AIM -
Copy the listing below word for word, beginning with its first line and ending after the line that contains "pixel 241 181".
☆ ☆ ☆ ☆
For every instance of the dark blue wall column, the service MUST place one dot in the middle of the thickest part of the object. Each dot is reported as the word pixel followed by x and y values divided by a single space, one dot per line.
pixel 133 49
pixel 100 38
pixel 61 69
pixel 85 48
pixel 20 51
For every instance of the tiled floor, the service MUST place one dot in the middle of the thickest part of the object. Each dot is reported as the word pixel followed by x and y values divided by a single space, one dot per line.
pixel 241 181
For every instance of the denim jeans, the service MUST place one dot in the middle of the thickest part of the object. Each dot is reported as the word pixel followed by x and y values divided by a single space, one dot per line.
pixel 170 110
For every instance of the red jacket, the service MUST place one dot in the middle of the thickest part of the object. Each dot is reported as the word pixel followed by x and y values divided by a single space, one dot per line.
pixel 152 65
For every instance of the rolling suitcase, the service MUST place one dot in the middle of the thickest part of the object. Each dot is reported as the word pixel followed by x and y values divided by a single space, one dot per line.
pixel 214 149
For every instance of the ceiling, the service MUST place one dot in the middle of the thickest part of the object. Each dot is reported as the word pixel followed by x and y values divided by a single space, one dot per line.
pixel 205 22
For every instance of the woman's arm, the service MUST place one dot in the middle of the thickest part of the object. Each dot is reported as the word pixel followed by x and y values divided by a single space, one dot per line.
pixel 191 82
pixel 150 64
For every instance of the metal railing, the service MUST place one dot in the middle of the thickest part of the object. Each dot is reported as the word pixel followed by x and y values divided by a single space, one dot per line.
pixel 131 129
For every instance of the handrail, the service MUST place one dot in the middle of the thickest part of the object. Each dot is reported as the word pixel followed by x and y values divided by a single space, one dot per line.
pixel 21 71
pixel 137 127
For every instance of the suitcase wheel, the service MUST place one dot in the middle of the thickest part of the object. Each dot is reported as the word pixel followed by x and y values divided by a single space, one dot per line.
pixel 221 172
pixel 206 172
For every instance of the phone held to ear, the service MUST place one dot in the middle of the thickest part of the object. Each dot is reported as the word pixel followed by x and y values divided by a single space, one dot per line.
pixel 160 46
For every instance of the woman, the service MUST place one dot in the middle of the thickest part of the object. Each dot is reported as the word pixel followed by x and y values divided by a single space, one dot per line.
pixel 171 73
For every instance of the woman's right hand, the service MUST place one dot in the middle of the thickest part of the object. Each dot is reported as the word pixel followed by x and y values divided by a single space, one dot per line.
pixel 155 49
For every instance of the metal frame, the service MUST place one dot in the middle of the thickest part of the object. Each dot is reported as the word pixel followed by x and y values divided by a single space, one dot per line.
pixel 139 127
☆ ☆ ☆ ☆
FINISHED TASK -
For every instance of the dark blue wall column, the service MUST place one dot in the middle of the thickest part of the object. Each dot is reported as the word pixel followed by x and y values divided by a single space, one dot per line.
pixel 133 49
pixel 100 38
pixel 61 69
pixel 85 48
pixel 20 51
For every instance of the tiled floor, the service MUST place one dot in the middle of the thickest part of the object. Each dot is reported as the word pixel followed by x and y values divided by a single space, one dot per line.
pixel 241 181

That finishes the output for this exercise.